→ RECORDS PROVIDED:
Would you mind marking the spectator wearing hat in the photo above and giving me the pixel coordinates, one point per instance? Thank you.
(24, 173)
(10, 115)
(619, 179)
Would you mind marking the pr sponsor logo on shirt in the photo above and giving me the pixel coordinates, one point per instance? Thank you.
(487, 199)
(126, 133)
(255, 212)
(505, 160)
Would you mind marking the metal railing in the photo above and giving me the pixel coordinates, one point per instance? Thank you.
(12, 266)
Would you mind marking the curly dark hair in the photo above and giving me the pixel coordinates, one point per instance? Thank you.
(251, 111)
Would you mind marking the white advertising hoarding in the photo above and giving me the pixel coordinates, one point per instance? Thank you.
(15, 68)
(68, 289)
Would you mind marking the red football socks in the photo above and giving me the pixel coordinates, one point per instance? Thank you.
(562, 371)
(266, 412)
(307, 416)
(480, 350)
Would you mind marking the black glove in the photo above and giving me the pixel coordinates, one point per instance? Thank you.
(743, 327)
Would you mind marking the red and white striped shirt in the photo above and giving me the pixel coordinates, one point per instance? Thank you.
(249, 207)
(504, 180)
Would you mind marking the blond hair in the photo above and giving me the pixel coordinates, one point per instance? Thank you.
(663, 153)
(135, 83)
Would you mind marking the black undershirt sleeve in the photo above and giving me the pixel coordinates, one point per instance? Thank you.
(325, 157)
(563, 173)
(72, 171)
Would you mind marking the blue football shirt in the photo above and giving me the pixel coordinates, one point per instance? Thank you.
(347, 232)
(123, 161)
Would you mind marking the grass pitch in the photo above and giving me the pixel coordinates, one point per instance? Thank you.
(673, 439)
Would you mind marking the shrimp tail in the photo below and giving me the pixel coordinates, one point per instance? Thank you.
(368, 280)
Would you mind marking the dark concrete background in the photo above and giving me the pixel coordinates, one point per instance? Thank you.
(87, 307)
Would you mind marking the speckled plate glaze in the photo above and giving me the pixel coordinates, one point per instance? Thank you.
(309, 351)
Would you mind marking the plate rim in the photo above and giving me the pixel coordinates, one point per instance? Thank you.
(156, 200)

→ WHAT NEEDS TO BE DONE: Could you reproduce the records verbatim, starting at the line containing "Would you mind marking the speckled" and ending at the last line of the records?

→ REPLY:
Would you mind marking the speckled plate glaze in the photo above and giving me the pixel coordinates, one point per instance? Thank you.
(309, 351)
Would you mind marking the plate rim in the photo above and giving me the pixel coordinates, one point per instance? Thank you.
(156, 200)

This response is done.